Work required:
Put every line of the data below into a numbered list, leaving out any blank lines.

* * * * * * *

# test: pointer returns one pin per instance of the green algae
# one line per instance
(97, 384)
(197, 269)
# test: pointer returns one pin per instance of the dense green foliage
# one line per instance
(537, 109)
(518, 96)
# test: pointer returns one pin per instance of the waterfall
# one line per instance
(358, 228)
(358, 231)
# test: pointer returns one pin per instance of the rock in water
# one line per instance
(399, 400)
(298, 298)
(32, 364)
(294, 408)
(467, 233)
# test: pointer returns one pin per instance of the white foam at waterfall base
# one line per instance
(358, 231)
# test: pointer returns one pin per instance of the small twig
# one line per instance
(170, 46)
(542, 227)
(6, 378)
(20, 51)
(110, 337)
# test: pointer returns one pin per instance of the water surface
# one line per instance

* * * * * * *

Written response:
1. # test: pointer returns one pin per instance of the green algae
2. # one line per instance
3. (97, 384)
4. (197, 269)
5. # test: pointer returns one pin per instance of the dense green foliage
6. # one line per instance
7. (537, 109)
8. (518, 96)
9. # test: pointer returns one pin per instance of the waterfall
10. # one line per instance
11. (358, 228)
12. (358, 231)
13. # test: pointer returns one pin per instance of the rock in water
14. # one line per instance
15. (399, 400)
16. (298, 298)
17. (32, 364)
18. (294, 408)
19. (467, 233)
20. # test: pointer returns one pin per instance of the white foam at waterfall base
21. # one line per instance
22. (358, 231)
23. # test: pointer returns one pin per instance of the small twig
24. # one line per instance
25. (170, 46)
26. (542, 227)
27. (6, 378)
28. (20, 51)
29. (110, 337)
30. # test: pointer returns one pin per instance of the water surface
31. # one line per instance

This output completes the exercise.